Stored items:
----------
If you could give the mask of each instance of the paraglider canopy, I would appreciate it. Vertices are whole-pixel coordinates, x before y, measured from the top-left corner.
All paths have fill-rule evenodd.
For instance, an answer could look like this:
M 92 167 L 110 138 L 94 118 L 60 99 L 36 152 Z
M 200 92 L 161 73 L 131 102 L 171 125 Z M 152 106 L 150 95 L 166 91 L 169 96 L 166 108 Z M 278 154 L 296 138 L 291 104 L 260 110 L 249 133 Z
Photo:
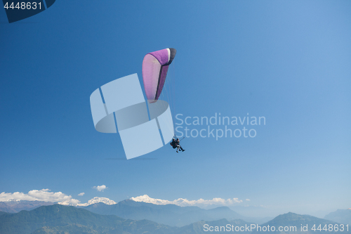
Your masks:
M 169 65 L 177 51 L 167 48 L 147 53 L 143 61 L 143 80 L 149 103 L 155 103 L 162 91 Z

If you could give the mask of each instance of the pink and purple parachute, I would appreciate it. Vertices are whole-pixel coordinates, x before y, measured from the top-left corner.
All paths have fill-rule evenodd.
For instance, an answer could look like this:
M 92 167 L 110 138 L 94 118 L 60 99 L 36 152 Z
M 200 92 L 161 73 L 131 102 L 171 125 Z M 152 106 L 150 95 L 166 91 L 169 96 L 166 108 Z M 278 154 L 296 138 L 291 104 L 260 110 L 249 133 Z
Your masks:
M 168 66 L 177 51 L 167 48 L 147 53 L 143 61 L 143 80 L 146 97 L 150 103 L 159 99 L 162 91 Z

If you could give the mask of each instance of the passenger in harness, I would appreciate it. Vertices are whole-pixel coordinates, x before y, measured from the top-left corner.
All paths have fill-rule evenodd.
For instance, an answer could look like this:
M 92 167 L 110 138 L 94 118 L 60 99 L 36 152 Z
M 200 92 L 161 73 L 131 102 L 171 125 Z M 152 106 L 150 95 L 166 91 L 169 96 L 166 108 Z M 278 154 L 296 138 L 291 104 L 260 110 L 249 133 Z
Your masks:
M 178 152 L 178 150 L 182 150 L 183 151 L 185 151 L 185 150 L 184 150 L 182 146 L 180 146 L 180 141 L 179 141 L 179 138 L 176 138 L 175 137 L 173 137 L 173 138 L 172 139 L 172 142 L 170 143 L 170 145 L 172 145 L 172 147 L 173 148 L 173 149 L 175 148 L 177 148 L 177 152 Z

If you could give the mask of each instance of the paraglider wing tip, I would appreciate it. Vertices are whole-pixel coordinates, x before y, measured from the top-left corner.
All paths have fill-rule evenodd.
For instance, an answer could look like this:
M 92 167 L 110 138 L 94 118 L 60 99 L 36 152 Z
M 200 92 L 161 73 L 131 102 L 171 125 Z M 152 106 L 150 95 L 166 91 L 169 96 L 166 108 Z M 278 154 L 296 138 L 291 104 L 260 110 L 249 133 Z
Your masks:
M 171 54 L 169 56 L 169 61 L 166 65 L 170 65 L 171 63 L 172 63 L 174 57 L 176 57 L 176 53 L 177 53 L 177 50 L 174 48 L 168 48 L 168 49 Z

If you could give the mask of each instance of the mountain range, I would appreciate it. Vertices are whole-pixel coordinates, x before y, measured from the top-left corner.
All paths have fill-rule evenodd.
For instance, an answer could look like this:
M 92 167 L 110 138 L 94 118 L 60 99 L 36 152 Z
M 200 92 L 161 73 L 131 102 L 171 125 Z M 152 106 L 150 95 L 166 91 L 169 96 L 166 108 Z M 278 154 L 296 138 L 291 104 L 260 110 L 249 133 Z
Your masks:
M 201 220 L 242 219 L 246 222 L 263 223 L 272 219 L 243 216 L 227 207 L 204 209 L 198 207 L 159 205 L 131 200 L 126 200 L 112 205 L 99 202 L 82 208 L 100 214 L 114 214 L 121 218 L 136 220 L 145 219 L 159 223 L 178 227 Z
M 208 225 L 245 226 L 242 220 L 228 221 L 221 219 L 206 222 Z M 42 206 L 32 211 L 0 216 L 1 234 L 48 234 L 48 233 L 154 233 L 180 234 L 205 233 L 205 221 L 183 227 L 171 227 L 149 220 L 124 219 L 114 215 L 100 215 L 81 208 L 53 204 Z

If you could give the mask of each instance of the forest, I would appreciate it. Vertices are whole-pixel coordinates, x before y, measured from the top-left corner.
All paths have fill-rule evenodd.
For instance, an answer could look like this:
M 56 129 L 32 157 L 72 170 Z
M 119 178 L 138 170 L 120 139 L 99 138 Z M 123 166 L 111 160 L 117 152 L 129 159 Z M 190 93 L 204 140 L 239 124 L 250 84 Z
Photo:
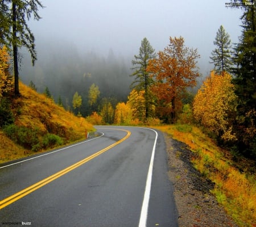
----------
Write out, unchanged, the part of the listing that opens with the line containing "the forest, I" and runs through the end of the listing. Leave the pictures out of your answer.

Problem solution -
If you could give the mask of each instance of the forest, I would appreciate it. Vertices are whole-pixel coordinates, x before y, measured from the top-left corner.
All paths have fill-rule evenodd.
For instance, an answer could look like this:
M 56 129 L 32 157 L 72 170 Z
M 119 178 L 138 170 L 120 139 L 99 138 Z M 123 166 L 111 160 L 117 152 L 129 159 Z M 190 93 L 204 140 L 239 124 L 250 84 Z
Photo:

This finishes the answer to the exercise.